Your objective
Identify every line in the material below that contains the word "woman", and copy each of those lines in full.

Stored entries
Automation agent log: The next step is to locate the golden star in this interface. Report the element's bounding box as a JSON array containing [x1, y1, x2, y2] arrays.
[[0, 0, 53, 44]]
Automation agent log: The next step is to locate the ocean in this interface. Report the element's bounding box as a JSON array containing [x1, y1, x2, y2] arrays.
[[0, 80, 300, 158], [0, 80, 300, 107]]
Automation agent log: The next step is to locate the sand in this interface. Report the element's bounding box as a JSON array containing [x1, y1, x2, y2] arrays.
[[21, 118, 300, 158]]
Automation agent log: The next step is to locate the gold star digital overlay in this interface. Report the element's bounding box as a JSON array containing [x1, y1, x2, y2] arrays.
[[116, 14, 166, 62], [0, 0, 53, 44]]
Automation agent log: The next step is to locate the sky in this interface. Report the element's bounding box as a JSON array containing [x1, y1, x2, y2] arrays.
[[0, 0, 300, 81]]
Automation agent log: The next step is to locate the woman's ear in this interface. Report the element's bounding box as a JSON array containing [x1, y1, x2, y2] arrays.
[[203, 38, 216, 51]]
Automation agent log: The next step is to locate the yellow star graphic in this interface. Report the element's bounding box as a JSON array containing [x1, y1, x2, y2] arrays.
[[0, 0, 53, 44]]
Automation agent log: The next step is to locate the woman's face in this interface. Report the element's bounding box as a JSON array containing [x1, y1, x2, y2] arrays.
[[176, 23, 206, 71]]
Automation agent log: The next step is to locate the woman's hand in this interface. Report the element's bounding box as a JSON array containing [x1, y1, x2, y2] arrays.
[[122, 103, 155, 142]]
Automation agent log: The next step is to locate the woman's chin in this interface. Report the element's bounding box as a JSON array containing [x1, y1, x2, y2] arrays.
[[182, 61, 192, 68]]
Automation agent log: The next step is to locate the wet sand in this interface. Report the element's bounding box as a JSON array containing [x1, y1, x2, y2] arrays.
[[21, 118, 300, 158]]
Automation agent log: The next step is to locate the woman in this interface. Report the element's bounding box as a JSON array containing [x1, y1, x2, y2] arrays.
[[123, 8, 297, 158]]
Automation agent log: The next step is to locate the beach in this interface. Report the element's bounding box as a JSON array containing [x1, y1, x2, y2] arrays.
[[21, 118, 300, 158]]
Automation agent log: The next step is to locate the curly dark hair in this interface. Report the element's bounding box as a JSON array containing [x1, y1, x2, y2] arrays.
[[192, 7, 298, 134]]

Output of the task
Automation agent log: The next step is to locate the woman's ear in this interface. Report the element's bounding box as a JSON array containing [x1, y1, x2, y2] arrays.
Automation agent log: The next step is to locate the woman's face in this interface. Report the element's bounding box as a JSON array containing [x1, y1, x2, y2] arrays.
Automation agent log: The next step is to locate the woman's hand in this interface. Report the element's bounding box as a JSON array containing [x1, y1, x2, y2] arrays.
Automation agent log: The next step is to locate the woman's chin in this interface. Report the element's bounding box as a JSON array containing [x1, y1, x2, y2] arrays.
Automation agent log: The next step is to locate the woman in this interface. Report the element's bounding box as a JSON array containing [x1, y1, x2, y2] arrays.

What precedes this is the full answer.